=== Task requirements ===
**a.** Copy the passage of the vaping report below word for word, starting at "The former president" and stopping after "of discontinued smoking.".
**b.** Pick up the vaping report below where it stops and keep writing it.

=== Supplied text ===
*** Begin section ***

Respiratory experts have urged parliament not to ease access to electronic cigarettes, saying new evidence has confirmed that vaping has little benefit in tobacco smoking cessation and harms the lungs.
Professor Matthew Peters, Professor of Respiratory Medicine, Macquarie University, Sydney, has told a parliamentary inquiry into tobacco harm minimisation the ‘plausible’ assumption that e-cigarettes would be effective at in helping smokers quit has now been shown to be untrue.
The former president of TSANZ said papers released in the last few weeks – such as the ITC Four Country Smoking and Vaping Survey – show that vaping does not improve rates of discontinued smoking.
And a six year follow up study of smokers by Italian researchers has found no difference in smoking-related events and markers of general health between those who continued to smoke, dual users and those who quit smoking after switching to vaping.
But of equal concern is the finding that vaping may add to harms of smoking through dual use, said Professor Peters, who is Co-Chair of the TSANZ Electronic Cigarettes Working Party.

*** End section ***

=== Data supplied ===
*** Begin section ***

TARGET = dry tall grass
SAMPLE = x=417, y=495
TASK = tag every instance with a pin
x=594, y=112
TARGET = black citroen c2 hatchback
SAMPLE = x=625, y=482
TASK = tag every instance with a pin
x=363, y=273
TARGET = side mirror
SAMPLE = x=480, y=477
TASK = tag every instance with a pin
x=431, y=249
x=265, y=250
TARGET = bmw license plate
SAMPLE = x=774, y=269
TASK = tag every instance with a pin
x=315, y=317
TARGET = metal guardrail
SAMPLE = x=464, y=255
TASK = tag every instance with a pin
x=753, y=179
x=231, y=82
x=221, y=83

*** End section ***

=== Numbered answers ===
**a.**
The former president of TSANZ said papers released in the last few weeks – such as the ITC Four Country Smoking and Vaping Survey – show that vaping does not improve rates of discontinued smoking.

**b.**
He noted that a “massive review” by Tom Wills of studies that covered two million people found that electronic cigarette use increased the risks, symptoms and complications of asthma and COPD by 39% to 49%.
“So it is clear in terms of the health harms we are talking about the safest option is to be a nonsmoker and a nonvaper,” he said.
“However, in Australia and elsewhere the most common pattern is dual use. This is not harm reduction. Dual use is a harm accentuation. That is now clear. Theory has been replaced by evidence.”
Professor Peters added that while some smokers were able to quit while using e-cigarettes, they should only be seen as a last resort.